** ARTICLE **
Scaffolding for the noise generator.
Adds noise_generator_t as a subclass of the iterator reader_t.
Currently noise_generator_t only produces TRACE_TYPE_READ records
with address 0xdeadbeef (easier to spot in tools' output). These records are
preceded by TRACE_TYPE_THREAD, TRACE_TYPE_PID,
TRACE_MARKER_TYPE_TIMESTAMP and followed by TRACE_TYPE_THREAD_EXIT
as this is the sequence of records the scheduler expects.
As of now, the user can add a single-process, single-thread noise generator workload to
the scheduler's input workloads through the -noise_generator_enable analyzer option
in the drmemtrace framework. Adding a noise_generator_t to the scheduler's input
workloads is done by the factory class noise_generator_factory_t through its
create_noise_generator() method, which returns a noise generator as an
input_reader_t that can then be added to the scheduler's input_workload_t
vector. Currently, there are three knobs the user can control in the noise generator:
PID, TID, and number of noise records to generate. These knobs are encapsulated
in the noise_generator_info_t struct. For now they are pre-set with default values:
PID = 1, TID = 1, number of noise records to generate = 1000.

** STATED PROBLEM A **
In the noise generator passage, what address do the TRACE_TYPE_READ records use?
** STATED PROBLEM B **
Quote the noise generator passage, starting with "Adds noise_generator_t as" and going on through "the scheduler expects.".
** STATED PROBLEM C **
Continue the noise generator passage from the point where it ends.

** INFORMATION GIVEN **
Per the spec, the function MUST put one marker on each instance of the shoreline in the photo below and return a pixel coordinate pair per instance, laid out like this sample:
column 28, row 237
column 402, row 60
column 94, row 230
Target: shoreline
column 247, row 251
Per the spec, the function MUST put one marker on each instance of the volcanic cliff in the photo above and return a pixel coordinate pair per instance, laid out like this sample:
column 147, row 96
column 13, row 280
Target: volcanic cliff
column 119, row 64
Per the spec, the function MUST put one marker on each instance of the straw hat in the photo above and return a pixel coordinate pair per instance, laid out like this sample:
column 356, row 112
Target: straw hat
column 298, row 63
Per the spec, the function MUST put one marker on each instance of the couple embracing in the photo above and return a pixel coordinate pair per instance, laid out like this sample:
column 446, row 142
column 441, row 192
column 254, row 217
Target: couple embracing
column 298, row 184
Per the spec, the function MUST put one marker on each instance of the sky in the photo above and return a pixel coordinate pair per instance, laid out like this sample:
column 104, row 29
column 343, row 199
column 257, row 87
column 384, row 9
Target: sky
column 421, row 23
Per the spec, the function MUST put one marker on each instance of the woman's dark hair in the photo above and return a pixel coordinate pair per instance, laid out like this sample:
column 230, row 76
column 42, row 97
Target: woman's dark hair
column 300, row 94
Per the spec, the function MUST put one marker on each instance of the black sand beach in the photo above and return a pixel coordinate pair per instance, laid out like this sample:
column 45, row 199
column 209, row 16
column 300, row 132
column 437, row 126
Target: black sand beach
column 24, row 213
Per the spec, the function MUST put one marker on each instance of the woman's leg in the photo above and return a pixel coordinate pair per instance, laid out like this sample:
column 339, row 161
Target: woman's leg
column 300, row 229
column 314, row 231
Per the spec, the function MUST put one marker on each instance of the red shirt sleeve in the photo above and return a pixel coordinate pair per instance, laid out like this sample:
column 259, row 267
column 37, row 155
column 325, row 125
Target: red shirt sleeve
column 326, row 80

** WRITTEN RESPONSE A **
0xdeadbeef

** WRITTEN RESPONSE B **
Adds noise_generator_t as a subclass of the iterator reader_t.
Currently noise_generator_t only produces TRACE_TYPE_READ records
with address 0xdeadbeef (easier to spot in tools' output). These records are
preceded by TRACE_TYPE_THREAD, TRACE_TYPE_PID,
TRACE_MARKER_TYPE_TIMESTAMP and followed by TRACE_TYPE_THREAD_EXIT
as this is the sequence of records the scheduler expects.

** WRITTEN RESPONSE C **
Adds a unit test in scheduler_unit_tests.cpp and an end-to-end test leveraging
the schedule_stats tool.

Issue: #7216

@edeiana edeiana changed the title i#7216 noise generator basic structure i#7216: noise generator basic structure Feb 21, 2025
@edeiana edeiana marked this pull request as ready for review February 21, 2025 11:38
@edeiana edeiana requested a review from derekbruening March 6, 2025 11:42
- Added #dynamorio::drmemtrace::noise_generator_t scaffolding as a
#dynamorio::drmemtrace::reader_t to produce synthetic trace records in the drmemtrace
framework.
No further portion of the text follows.